◆ **OPDRACHTEN**:
1 - Haal uit de uitspraak over de overlevering woordelijk alles vanaf "De advocaat heeft" tot en met "officier van justitie.".
2 - Welk artikel van het Wetboek van Strafrecht noemt de uitspraak over de overlevering voor opzettelijke brandstichting?
3 - Schrijf de uitspraak over de overlevering verder na de laatste zin die er staat.

◆ **LEESTEKST**:
● ● ●
De advocaat heeft aangevoerd dat het feit niet dubbel strafbaar omdat onduidelijk is of sprake is geweest van opzettelijke brandstichting in Roemenië. Ten onrechte is in het EAB het lijstfeit brandstichting niet aangekruist.
De officier van justitie heeft zich op het standpunt gesteld dat uit de vertaling “
set fire” niet blijkt of het al dan niet om onopzettelijke brandstichting gaat. Het is echter de vraag of het relevant is nu de uitvaardigende justitiële autoriteit heeft aangegeven dat het brandstichting betreft en duidelijk is waar de overlevering op ziet. Subsidiair kan de rechtbank afzien van het toepassen van de weigeringsgrond van artikel 7 OLW. Het feit is in Roemenië gepleegd door een Roemeen en het slachtoffer is ook een Roemeense. Het ligt dan voor de hand om de zaak in Roemenië af te wikkelen, aldus de officier van justitie.
De rechtbank overweegt dat is voldaan aan het vereiste van dubbele strafbaarheid. Het feit is dubbel strafbaar ongeacht of het om opzettelijke brandstichting gaat (artikel 157 Wetboek van Strafrecht) dan wel om een schuldvariant gaat (artikel 158 Wetboek van Strafrecht). De rechtbank ziet evenwel aanleiding om, gelet op de feitsomschrijving in het EAB, uit te gaan van opzettelijke brandstichting, gelet op de woorden “
set fire”.
● ● ●
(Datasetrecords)
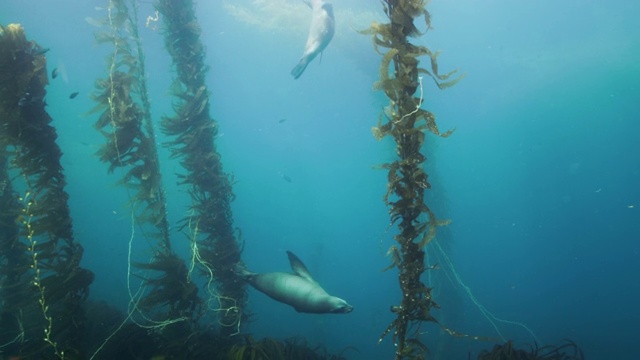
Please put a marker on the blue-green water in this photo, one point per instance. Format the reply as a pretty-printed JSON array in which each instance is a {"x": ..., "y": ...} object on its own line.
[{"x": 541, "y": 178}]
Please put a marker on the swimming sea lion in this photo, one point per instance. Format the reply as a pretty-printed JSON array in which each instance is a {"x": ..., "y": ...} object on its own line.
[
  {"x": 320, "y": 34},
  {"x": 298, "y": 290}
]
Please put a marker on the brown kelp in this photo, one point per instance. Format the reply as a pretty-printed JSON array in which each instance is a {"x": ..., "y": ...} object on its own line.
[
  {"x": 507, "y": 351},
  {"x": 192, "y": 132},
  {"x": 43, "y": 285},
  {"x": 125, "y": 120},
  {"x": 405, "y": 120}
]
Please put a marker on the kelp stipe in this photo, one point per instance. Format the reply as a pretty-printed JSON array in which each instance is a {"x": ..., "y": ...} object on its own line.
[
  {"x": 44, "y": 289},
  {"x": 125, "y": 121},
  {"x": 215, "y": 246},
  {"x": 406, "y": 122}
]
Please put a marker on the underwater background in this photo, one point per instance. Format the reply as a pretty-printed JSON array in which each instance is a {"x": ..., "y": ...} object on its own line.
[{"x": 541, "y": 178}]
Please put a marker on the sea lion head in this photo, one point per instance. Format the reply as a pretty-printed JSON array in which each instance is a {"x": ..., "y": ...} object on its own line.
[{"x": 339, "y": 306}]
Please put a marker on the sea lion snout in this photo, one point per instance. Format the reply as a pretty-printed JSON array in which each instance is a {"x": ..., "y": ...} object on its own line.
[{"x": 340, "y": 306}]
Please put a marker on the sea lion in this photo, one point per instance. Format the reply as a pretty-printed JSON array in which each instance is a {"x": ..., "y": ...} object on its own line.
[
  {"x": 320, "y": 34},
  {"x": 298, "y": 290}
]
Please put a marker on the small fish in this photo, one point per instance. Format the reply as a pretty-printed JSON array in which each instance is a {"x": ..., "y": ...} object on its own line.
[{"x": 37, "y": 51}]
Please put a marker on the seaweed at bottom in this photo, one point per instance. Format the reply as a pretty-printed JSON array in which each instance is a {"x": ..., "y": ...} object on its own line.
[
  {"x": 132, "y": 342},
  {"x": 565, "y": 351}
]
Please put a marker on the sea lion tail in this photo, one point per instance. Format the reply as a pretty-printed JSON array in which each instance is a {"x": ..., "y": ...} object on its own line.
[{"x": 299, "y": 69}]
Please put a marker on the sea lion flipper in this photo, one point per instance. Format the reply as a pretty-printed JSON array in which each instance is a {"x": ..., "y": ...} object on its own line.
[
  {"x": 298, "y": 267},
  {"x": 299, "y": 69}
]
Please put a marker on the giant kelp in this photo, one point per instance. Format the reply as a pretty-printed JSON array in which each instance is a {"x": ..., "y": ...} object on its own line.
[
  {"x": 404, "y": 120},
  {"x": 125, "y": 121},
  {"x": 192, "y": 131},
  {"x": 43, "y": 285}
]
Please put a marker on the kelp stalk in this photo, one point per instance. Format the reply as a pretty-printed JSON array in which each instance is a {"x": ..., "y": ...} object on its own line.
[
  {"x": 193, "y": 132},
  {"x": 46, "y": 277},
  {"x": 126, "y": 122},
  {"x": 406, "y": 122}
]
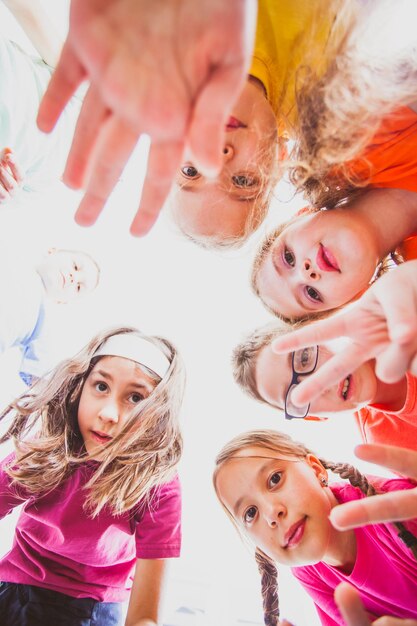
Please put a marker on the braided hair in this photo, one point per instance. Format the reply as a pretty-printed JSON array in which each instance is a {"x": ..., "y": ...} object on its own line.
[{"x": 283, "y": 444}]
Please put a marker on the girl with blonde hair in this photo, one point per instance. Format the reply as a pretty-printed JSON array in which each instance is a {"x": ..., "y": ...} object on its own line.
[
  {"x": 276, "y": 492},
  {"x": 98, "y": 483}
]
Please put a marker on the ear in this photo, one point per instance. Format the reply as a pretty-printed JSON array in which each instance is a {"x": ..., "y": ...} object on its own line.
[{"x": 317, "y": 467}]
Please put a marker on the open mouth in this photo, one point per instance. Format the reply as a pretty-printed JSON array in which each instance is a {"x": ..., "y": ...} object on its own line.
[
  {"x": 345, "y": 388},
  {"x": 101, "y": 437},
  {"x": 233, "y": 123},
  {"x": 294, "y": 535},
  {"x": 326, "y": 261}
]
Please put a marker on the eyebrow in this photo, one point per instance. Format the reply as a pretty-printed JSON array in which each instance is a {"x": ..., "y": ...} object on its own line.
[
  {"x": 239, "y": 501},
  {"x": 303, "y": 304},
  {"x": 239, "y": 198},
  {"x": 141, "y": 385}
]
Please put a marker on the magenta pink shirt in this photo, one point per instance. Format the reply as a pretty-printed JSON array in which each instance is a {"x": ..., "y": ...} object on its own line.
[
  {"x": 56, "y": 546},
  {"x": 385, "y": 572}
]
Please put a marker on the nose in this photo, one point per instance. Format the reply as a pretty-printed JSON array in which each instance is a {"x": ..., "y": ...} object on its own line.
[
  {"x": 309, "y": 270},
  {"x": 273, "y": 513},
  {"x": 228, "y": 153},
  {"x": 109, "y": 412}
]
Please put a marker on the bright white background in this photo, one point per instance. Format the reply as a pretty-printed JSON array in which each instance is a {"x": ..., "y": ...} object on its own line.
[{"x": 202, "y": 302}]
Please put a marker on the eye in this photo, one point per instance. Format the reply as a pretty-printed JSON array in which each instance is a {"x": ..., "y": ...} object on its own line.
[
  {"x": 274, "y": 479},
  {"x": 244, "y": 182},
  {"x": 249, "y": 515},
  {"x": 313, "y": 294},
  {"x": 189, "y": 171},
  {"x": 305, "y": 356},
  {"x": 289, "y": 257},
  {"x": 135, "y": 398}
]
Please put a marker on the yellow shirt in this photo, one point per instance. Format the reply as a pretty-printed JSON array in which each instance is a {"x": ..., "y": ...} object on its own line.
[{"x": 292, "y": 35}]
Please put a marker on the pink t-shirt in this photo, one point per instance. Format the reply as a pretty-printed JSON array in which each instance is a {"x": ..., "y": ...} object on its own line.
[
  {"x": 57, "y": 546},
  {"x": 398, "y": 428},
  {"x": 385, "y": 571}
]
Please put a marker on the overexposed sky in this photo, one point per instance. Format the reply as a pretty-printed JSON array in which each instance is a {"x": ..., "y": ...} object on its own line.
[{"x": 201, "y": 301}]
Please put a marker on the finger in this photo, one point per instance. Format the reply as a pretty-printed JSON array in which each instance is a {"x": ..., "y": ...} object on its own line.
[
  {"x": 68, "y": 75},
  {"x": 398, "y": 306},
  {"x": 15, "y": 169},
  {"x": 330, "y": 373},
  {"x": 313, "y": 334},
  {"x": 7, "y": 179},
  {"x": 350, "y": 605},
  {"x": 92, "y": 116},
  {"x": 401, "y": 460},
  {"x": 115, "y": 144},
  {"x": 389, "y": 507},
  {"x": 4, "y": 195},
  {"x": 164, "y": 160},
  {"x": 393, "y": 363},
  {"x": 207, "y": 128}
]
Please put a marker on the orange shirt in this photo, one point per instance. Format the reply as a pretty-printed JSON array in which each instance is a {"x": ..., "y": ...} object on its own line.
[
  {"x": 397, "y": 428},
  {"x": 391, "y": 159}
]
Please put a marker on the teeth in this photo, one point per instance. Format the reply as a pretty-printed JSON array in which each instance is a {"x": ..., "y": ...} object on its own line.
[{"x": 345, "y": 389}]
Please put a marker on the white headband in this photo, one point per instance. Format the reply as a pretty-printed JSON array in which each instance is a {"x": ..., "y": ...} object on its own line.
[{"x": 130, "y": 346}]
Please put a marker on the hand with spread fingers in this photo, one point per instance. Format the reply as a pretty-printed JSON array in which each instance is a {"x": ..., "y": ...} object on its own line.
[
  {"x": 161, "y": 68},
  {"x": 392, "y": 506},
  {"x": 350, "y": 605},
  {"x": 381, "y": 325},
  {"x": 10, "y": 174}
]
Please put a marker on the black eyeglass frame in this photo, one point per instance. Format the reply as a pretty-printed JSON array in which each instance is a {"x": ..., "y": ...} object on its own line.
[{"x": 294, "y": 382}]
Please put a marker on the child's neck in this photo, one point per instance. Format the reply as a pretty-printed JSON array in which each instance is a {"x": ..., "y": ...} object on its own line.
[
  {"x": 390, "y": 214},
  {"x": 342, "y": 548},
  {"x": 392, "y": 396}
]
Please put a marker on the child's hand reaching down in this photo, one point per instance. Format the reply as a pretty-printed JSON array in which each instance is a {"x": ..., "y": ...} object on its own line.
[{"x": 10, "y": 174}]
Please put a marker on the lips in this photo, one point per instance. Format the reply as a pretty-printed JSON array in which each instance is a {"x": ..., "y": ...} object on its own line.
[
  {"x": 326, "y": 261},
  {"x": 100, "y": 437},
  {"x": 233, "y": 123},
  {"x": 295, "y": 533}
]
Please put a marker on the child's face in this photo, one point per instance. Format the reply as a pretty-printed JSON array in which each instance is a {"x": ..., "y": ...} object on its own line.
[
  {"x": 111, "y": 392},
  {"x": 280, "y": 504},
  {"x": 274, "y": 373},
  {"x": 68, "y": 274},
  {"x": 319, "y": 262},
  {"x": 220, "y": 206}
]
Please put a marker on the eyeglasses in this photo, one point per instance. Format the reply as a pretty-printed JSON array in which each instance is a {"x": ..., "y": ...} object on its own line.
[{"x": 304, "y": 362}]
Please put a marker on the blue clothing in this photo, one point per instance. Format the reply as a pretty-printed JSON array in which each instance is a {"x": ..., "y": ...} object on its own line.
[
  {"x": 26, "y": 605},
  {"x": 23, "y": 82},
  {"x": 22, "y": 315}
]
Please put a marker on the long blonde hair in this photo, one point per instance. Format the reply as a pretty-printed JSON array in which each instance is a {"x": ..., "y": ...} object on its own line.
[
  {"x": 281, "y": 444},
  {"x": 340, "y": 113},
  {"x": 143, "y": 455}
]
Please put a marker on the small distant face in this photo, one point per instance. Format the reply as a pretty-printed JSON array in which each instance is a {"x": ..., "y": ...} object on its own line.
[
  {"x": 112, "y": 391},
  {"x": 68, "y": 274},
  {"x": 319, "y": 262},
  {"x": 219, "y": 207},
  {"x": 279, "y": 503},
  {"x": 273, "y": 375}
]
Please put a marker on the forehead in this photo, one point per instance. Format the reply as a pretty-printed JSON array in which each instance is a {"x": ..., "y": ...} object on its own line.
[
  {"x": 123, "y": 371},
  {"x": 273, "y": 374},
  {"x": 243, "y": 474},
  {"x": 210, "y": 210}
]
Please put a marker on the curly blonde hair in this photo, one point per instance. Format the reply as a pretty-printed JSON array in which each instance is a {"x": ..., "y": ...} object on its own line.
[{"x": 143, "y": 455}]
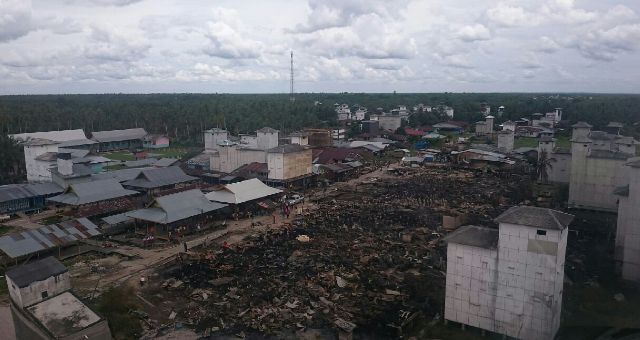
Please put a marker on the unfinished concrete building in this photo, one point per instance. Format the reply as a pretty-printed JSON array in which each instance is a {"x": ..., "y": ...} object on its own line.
● ● ●
◆ **UITWERKINGEN**:
1 -
De advocaat heeft aangevoerd dat het feit niet dubbel strafbaar omdat onduidelijk is of sprake is geweest van opzettelijke brandstichting in Roemenië. Ten onrechte is in het EAB het lijstfeit brandstichting niet aangekruist.
De officier van justitie heeft zich op het standpunt gesteld dat uit de vertaling “
set fire” niet blijkt of het al dan niet om onopzettelijke brandstichting gaat. Het is echter de vraag of het relevant is nu de uitvaardigende justitiële autoriteit heeft aangegeven dat het brandstichting betreft en duidelijk is waar de overlevering op ziet. Subsidiair kan de rechtbank afzien van het toepassen van de weigeringsgrond van artikel 7 OLW. Het feit is in Roemenië gepleegd door een Roemeen en het slachtoffer is ook een Roemeense. Het ligt dan voor de hand om de zaak in Roemenië af te wikkelen, aldus de officier van justitie.

2 - Artikel 157 van het Wetboek van Strafrecht.

3 -
Het feit levert naar Nederlands recht op:
opzettelijk brand stichten, terwijl daarvan gemeen gevaar voor goederen te duchten is.

5.Artikel 11 OLW; detentieomstandigheden

5.1
Standpunt van de advocaat
De overlevering dient te worden geweigerd vanwege de detentieomstandigheden in Roemenië. De individuele detentiegarantie is niet betrouwbaar omdat uit de website van de Roemeense overheid blijkt dat in de gevangenis van Tulcea sprake is van overbevolking en dat deze gevangenis niet is gerenoveerd. In de uitspraak van 11 september 2018 van deze rechtbank (ECLI:NL:RBAMS:2018:6969) is de overlevering geweigerd omdat de opgeëiste persoon in de Tulcea gevangenis zou worden geplaatst in het semi-open regime en daar maar 2 m² personal space tot zijn beschikking zou hebben. Door de individuele garantie neemt de opgeëiste persoon ruimte in ten koste van de andere gedetineerden aldaar.
5.2
Standpunt van de officier van justitie
De individuele detentiegarantie inhoudend dat de opgeëiste persoon 3 m² persoonlijke ruimte zal hebben, neemt het algemene gevaar weg. De detentieomstandigheden vormen dus geen beletsel voor de overlevering.
5.3
Oordeel van de rechtbank
De rechtbank heeft eerder vastgesteld dat uit de algemene detentieomstandigheden in Roemenië een reëel gevaar voor onmenselijke of vernederende behandeling voortvloeit voor personen die in een Roemeense penitentiaire instelling worden gedetineerd, met name vanwege de overbevolking in de penitentiaire instellingen. [1] De verwijzing van de advocaat naar de website van de Roemeense overheid waaruit blijkt dat er nog steeds sprake is van overbevolking onderstreept dit algemene gevaar, maar dit raakt niet de individuele detentiegarantie zoals hieronder beschreven.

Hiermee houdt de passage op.